No, this is not obvious. If you have a fully concurrent GC then spending 25 out of 1000 CPU cycles on memory management does not "obviously" have an impact on your 99th percentile latency. It would primarily impact your throughput (by 2.5%), just like any other thing consuming CPU cycles.

> We defined a metric called GC stall percentage to measure the percentage of time a Cassandra server was doing stop-the-world GC (Young Gen GC) and could not serve client requests.

Again, this metric doesn't tell you anything if you don't know how long each of the pauses are. If they are at the limit infinitesimally small then you are again only measuring the impact on throughput, not latency.

Certainly, GCs with long STW pauses do impact latency, but then you need to measure histograms of absolute pause times, not averages of ratios relative to application time. That's just a silly metric.

And neither does the article mention which JVM or GC they're using. Absent further information they might have gotten their 10x improvement relative to some especially poor choice of JVM and GC.

What to do ▸
1 > In the GC comment above, shorten the paragraph beginning "No, this is not obvious." while keeping its main facts.
2 > According to the GC comment above, what does the article fail to mention?

Data records ▸
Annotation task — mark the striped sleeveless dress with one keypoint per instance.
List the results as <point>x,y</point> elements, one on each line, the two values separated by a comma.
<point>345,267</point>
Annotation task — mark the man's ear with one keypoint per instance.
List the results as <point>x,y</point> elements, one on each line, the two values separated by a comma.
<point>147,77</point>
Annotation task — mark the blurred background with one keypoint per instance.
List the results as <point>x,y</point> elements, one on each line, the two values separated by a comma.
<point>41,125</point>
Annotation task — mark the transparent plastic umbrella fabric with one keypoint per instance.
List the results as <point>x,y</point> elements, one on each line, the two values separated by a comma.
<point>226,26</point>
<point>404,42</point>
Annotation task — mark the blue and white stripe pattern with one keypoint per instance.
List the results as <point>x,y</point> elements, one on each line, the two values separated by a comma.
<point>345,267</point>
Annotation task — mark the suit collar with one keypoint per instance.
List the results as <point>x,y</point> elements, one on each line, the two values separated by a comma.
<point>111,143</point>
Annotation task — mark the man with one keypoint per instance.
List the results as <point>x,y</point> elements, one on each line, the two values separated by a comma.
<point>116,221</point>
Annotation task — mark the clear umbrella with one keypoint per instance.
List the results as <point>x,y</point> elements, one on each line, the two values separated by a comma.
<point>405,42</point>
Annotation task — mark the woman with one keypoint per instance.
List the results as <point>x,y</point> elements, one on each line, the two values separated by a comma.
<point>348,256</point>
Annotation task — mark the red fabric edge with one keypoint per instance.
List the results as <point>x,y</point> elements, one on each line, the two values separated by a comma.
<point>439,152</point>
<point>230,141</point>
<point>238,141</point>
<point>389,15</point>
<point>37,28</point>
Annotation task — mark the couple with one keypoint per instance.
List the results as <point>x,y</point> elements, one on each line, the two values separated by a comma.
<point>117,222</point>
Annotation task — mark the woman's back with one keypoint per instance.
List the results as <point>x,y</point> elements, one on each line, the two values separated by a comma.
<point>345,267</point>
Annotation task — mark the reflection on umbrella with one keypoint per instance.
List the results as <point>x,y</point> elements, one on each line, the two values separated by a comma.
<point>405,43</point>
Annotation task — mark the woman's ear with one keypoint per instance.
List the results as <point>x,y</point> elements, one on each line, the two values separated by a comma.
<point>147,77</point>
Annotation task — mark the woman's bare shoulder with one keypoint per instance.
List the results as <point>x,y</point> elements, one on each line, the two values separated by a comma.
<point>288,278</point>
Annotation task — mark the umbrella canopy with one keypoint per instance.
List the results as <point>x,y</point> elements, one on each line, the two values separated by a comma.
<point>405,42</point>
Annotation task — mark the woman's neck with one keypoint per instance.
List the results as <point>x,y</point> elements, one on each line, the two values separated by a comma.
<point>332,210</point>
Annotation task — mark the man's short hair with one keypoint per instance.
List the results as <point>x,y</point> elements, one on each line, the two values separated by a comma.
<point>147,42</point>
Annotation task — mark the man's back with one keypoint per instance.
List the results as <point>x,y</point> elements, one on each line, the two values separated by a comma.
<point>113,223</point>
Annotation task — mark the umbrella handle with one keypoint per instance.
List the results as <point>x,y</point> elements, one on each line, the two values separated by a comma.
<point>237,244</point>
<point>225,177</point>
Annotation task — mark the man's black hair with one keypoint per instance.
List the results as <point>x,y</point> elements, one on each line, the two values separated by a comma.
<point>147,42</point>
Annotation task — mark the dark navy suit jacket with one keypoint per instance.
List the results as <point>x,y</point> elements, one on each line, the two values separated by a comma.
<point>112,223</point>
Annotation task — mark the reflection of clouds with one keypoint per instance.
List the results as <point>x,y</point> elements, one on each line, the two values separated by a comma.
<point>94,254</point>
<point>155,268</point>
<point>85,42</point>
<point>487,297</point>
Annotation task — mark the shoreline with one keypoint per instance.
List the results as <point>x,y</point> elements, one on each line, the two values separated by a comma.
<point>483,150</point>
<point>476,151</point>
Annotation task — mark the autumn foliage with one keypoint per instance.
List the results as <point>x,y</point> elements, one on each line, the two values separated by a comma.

Solved tasks ▸
1 > This isn't obvious. With a fully concurrent GC, spending 25 of every 1000 CPU cycles on memory management need not affect 99th percentile latency. Like anything else that uses CPU cycles, it mainly reduces throughput, by 2.5%.

2 > Which JVM or GC they're using.